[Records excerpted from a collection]

-------------------------

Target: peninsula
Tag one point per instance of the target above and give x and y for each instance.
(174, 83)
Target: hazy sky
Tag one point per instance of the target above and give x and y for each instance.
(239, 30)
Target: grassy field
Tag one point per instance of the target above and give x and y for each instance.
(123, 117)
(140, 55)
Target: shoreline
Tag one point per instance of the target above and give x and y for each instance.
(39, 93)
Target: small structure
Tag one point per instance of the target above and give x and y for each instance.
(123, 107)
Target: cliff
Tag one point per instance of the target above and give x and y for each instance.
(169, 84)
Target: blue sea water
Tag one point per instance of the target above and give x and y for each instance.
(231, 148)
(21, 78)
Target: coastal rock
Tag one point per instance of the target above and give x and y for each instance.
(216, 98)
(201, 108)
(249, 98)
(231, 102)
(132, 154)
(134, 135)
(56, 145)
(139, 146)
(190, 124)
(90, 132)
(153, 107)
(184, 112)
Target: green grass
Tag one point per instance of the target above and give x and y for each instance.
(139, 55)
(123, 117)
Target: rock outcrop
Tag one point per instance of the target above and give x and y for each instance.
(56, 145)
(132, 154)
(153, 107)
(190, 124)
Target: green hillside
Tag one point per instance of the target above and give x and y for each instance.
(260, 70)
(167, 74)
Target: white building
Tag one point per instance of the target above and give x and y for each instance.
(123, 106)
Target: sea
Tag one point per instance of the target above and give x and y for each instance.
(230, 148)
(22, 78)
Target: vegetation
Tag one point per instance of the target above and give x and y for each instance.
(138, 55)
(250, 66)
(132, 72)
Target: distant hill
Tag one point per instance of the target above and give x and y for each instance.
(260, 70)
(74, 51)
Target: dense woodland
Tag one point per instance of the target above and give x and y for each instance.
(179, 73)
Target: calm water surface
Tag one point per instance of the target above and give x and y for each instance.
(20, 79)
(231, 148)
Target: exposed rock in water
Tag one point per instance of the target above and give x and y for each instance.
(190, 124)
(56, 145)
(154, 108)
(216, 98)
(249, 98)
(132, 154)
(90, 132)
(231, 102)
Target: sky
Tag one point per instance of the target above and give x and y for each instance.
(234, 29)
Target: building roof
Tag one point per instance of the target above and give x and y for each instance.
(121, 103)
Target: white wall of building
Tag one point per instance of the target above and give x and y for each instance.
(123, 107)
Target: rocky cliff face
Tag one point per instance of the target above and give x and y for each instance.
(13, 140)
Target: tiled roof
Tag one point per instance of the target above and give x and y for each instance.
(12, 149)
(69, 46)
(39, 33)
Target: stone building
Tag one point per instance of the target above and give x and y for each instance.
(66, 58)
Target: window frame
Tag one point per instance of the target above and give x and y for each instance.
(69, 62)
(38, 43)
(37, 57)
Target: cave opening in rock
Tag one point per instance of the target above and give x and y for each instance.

-------------------------

EXERCISE GOAL
The exact wording of every entry above should be written out again.

RESULT OF THE TASK
Target: peninsula
Tag one point per instance of the target above and give x and y for each instance.
(174, 83)
Target: hazy sky
Tag one point per instance of the target above and give x and y for each instance.
(239, 30)
Target: grassy field
Tag one point per instance of the target above and give x and y for each instance.
(123, 117)
(140, 55)
Target: shoreline
Tag one point per instance of the target above and give x and y for each instance.
(39, 93)
Target: small structure
Tag one point per instance of the target above and give x and y for each instance.
(123, 107)
Target: cliff
Tag one point per instance of the target above and give x and y for each instance.
(169, 84)
Target: blue sea water
Tag one point per instance of the target above and give x and y for each instance.
(231, 148)
(21, 78)
Target: coastal rock
Tag one point per instance of the target above and give x and y for each instance.
(216, 98)
(201, 108)
(249, 98)
(231, 102)
(132, 154)
(134, 135)
(56, 145)
(139, 146)
(190, 124)
(90, 132)
(153, 107)
(184, 112)
Target: green grass
Tag one point per instance of the target above and give x and y for each instance.
(139, 55)
(123, 117)
Target: rock outcrop
Tag one point per instance of the target above and give x and y for each instance.
(56, 145)
(132, 154)
(153, 107)
(190, 124)
Target: green hillside
Tag one point per instance of the target above and give x and y for each instance.
(260, 70)
(167, 74)
Target: white building
Tag one point per instance of the target above and give x and y for each instance.
(123, 106)
Target: sea
Tag one point per instance of the target above and give x and y for each instance.
(230, 148)
(22, 78)
Target: vegetation
Tag one point per instance of the target above and give x and y for each instance.
(138, 55)
(250, 66)
(132, 72)
Target: distant hill
Tag one point per instance of the target above and give x and y for each instance.
(260, 70)
(74, 51)
Target: dense woodland
Tag one point per instance of the target above and give x and y for each instance.
(179, 73)
Target: calm water surface
Tag one point per instance of the target above and give x and y for each instance.
(20, 79)
(231, 148)
Target: exposed rock in water
Tag one point per instance of the target above and give x and y for each instance.
(190, 124)
(56, 145)
(154, 108)
(216, 98)
(249, 98)
(132, 154)
(90, 132)
(231, 102)
Target: sky
Tag one point per instance of the target above and give x and y for each instance.
(234, 29)
Target: building roof
Tag one point per instance of the target above and give x and y for each instance.
(121, 103)
Target: white wall of building
Tag one point per instance of the target above and give x and y for each instance.
(123, 107)
Target: rocky cliff face
Tag one point per instance of the target above and give x and y for each instance.
(13, 140)
Target: tiled roof
Tag one point per instance of the target above and give x and y for each instance.
(12, 149)
(69, 46)
(39, 33)
Target: stone building
Tag one point per instance of the target above and give x and y for each instance.
(66, 58)
Target: window frame
Tag one point per instance of the target above and give x and y for each instance.
(69, 62)
(38, 43)
(37, 57)
Target: cave opening in rock
Tag one point per instance of the target above and give x and y for each instance.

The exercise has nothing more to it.